Source data

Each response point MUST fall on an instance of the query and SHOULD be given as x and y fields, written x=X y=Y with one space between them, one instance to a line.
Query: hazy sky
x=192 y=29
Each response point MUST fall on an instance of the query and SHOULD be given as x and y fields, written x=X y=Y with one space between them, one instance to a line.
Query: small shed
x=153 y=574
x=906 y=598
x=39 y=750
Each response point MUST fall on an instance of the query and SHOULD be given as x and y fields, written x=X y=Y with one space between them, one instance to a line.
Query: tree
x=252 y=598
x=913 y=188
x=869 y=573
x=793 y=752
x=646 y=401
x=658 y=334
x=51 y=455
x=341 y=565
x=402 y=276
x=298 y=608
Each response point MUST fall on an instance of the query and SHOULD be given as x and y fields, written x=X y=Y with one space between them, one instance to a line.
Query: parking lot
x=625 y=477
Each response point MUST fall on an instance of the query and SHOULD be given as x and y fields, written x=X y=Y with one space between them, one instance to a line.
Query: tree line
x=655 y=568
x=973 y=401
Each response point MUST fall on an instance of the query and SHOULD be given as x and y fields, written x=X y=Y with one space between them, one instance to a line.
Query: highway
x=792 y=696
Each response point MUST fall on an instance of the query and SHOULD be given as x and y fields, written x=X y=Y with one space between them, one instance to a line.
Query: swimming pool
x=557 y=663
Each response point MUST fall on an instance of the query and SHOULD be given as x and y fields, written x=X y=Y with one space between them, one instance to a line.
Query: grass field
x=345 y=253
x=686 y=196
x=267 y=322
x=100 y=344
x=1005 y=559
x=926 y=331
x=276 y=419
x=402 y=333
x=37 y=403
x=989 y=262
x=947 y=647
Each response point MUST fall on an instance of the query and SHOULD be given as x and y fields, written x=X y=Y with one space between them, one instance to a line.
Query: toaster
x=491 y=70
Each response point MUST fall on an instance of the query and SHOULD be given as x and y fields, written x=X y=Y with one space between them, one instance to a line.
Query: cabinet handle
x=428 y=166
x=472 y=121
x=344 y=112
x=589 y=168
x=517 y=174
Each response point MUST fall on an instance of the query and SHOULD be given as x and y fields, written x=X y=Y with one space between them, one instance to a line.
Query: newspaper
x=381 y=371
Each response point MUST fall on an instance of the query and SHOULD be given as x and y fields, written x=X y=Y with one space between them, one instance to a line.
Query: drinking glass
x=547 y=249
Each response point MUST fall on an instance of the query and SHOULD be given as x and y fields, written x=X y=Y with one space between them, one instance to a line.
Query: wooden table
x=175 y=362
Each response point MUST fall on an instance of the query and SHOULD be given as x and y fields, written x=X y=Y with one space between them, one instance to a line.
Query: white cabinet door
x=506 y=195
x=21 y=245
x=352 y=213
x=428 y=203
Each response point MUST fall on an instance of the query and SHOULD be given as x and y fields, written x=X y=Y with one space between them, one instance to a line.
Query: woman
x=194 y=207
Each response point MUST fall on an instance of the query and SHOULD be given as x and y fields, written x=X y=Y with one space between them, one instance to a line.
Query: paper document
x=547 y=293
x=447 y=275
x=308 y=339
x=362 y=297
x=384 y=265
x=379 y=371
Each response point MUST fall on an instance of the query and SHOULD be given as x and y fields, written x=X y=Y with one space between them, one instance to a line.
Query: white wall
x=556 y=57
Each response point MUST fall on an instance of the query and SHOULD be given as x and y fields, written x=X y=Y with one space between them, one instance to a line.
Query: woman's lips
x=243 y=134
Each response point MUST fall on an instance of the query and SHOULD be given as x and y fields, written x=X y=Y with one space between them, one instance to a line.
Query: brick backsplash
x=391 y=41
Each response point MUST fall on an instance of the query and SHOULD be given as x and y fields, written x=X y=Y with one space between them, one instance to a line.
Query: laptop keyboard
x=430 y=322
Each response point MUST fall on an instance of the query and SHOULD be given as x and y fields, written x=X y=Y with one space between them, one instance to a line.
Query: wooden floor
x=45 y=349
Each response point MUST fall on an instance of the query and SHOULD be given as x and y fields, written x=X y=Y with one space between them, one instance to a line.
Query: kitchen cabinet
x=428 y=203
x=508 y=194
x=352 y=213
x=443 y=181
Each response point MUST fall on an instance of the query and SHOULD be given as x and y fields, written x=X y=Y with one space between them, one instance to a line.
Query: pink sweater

### Instructions for the task
Convert all of the rows above into a numbered list, one line per number, and skip any blank lines.

### Response to this exercise
1. Each response point MUST fall on an instance of the query and SHOULD be given as x and y fields, written x=X y=Y with one space between them, one instance to a line.
2. Query: hazy sky
3. x=192 y=29
4. Each response point MUST fall on an instance of the query and SHOULD be given as x and y fields, written x=X y=Y with one space between them, one instance to a line.
5. Query: small shed
6. x=153 y=574
7. x=906 y=598
8. x=39 y=750
9. Each response point MUST fall on an instance of the query and SHOULD be given as x and y fields, written x=X y=Y with one space between them, one instance to a line.
10. Query: tree
11. x=252 y=598
12. x=913 y=188
13. x=869 y=573
14. x=793 y=752
15. x=646 y=401
16. x=658 y=334
17. x=51 y=455
18. x=341 y=565
19. x=402 y=276
20. x=298 y=608
21. Each response point MUST fall on an instance of the query and SHOULD be given as x and y fields, written x=X y=Y with one space between them, one instance to a line.
22. Query: parking lot
23. x=625 y=477
24. Each response point MUST fall on an instance of the query and SHOULD be given as x and y fields, written x=X y=Y with one space between them, one instance to a line.
25. Query: tree line
26. x=655 y=568
27. x=973 y=401
28. Each response point MUST fall on an instance of the query and SHOULD be given as x and y fields, written x=X y=Y with one space between them, one instance to a line.
29. Query: highway
30. x=792 y=696
31. Each response point MUST fall on an instance of the query and SHOULD be given as x and y fields, written x=X y=Y with one space between them, one instance to a line.
32. Query: swimming pool
33. x=557 y=663
34. Each response point MUST fall on an instance of the query and SHOULD be given as x and y fields, written x=X y=Y with one space between them, one instance to a line.
35. Query: grass field
36. x=345 y=253
37. x=686 y=196
38. x=267 y=322
39. x=100 y=344
40. x=1005 y=559
41. x=926 y=331
42. x=276 y=419
43. x=402 y=333
44. x=37 y=403
45. x=989 y=262
46. x=947 y=647
47. Each response point MUST fall on an instance of the query and SHOULD be given as x and y fields, written x=X y=Y with one space between them, one instance to a line.
48. Query: toaster
49. x=491 y=70
50. Each response point MUST fall on an instance of the query and SHOULD be given as x and y fields, written x=X y=Y with one space between them, one instance to a line.
51. Query: cabinet handle
52. x=428 y=166
53. x=472 y=121
54. x=344 y=112
55. x=589 y=168
56. x=517 y=174
57. Each response point MUST fall on an instance of the query and SHOULD be given as x and y fields, written x=X y=Y with one space between them, one instance to a line.
58. Query: newspaper
59. x=381 y=371
60. Each response point MUST fall on an instance of the query and SHOULD be given as x and y fields, written x=X y=Y with one space between them, one instance to a line.
61. Query: drinking glass
62. x=547 y=249
63. Each response point MUST fall on an instance of the query and SHOULD be given as x and y fields, written x=X y=Y with one space between them, one instance to a line.
64. Query: wooden table
65. x=175 y=362
66. Each response point MUST fall on an instance of the query and SHOULD be given as x and y fields, written x=X y=Y with one space between them, one instance to a line.
67. Query: white cabinet door
68. x=506 y=195
69. x=21 y=245
70. x=352 y=213
71. x=428 y=203
72. Each response point MUST fall on an instance of the query and SHOULD be given as x and y fields, written x=X y=Y with one space between them, one instance to a line.
73. Query: woman
74. x=194 y=207
75. Each response point MUST fall on an instance of the query and SHOULD be given as x and y fields, written x=X y=Y with one space between them, one instance to a line.
76. Query: paper document
77. x=547 y=293
78. x=447 y=275
79. x=308 y=339
80. x=362 y=297
81. x=384 y=265
82. x=379 y=371
83. Each response point MUST fall on an instance of the query and SHOULD be given as x and y fields, written x=X y=Y with one space between them, one instance to a line.
84. Query: white wall
85. x=556 y=57
86. Each response point MUST fall on an instance of the query and SHOULD be given as x and y fields, written x=X y=Y with one space between them, one instance to a line.
87. Query: woman's lips
88. x=243 y=134
89. Each response point MUST fall on an instance of the query and SHOULD be given as x and y fields, written x=X y=Y with one space between them, one instance to a line.
90. Query: brick backsplash
91. x=391 y=41
92. Each response point MUST fall on an instance of the query and SHOULD be given as x and y fields, written x=X y=Y with one space between them, one instance to a line.
93. Query: laptop keyboard
94. x=430 y=322
95. Each response point MUST fall on an instance of the query and SHOULD be given as x and y fields, written x=X y=Y with one space between them, one instance to a line.
96. Query: wooden floor
97. x=45 y=349
98. Each response point MUST fall on an instance of the query and SHOULD be given as x and y fields, written x=X y=Y with one space between them, one instance to a line.
99. Query: kitchen cabinet
100. x=428 y=203
101. x=508 y=194
102. x=352 y=213
103. x=443 y=181
104. Each response point MUST fall on an instance of the query and SHOULD be given as x and y fields, written x=X y=Y with one space between them, one instance to a line.
105. Query: pink sweater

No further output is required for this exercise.